[Start of SUPPLIED DATA]
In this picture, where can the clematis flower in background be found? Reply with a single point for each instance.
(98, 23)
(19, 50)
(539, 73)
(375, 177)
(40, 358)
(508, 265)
[End of SUPPLIED DATA]
Copy out the listing above word for word, keeping every line as it stands.

▸ **FINISHED TASK**:
In this picture, where can the clematis flower in background be found? Reply with a single point for each instance.
(98, 23)
(19, 50)
(539, 73)
(375, 177)
(40, 358)
(508, 265)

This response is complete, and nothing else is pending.